Exercise goal: Find the line that contains "</instance>" in the entries below. Write out that line and all that follow it, unchanged and alone.

Collected data:
|---|
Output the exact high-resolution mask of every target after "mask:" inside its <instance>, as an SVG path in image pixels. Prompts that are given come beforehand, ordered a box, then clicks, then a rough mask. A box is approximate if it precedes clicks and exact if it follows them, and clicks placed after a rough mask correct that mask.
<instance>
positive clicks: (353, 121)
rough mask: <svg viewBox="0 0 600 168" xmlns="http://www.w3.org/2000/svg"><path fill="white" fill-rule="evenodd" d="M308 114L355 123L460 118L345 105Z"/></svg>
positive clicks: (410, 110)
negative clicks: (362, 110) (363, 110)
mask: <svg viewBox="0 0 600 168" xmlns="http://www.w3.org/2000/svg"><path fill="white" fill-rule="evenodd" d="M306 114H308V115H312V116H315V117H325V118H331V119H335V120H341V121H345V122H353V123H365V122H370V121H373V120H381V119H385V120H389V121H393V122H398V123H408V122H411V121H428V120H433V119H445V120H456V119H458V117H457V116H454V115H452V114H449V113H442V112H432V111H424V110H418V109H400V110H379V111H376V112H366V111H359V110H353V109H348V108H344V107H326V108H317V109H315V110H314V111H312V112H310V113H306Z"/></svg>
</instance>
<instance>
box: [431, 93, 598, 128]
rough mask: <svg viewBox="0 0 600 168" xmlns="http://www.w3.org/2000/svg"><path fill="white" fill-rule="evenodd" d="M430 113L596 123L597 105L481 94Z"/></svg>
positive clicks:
|---|
Answer area:
</instance>
<instance>
box: [431, 93, 598, 128]
rough mask: <svg viewBox="0 0 600 168" xmlns="http://www.w3.org/2000/svg"><path fill="white" fill-rule="evenodd" d="M430 113L596 123L597 105L481 94Z"/></svg>
positive clicks:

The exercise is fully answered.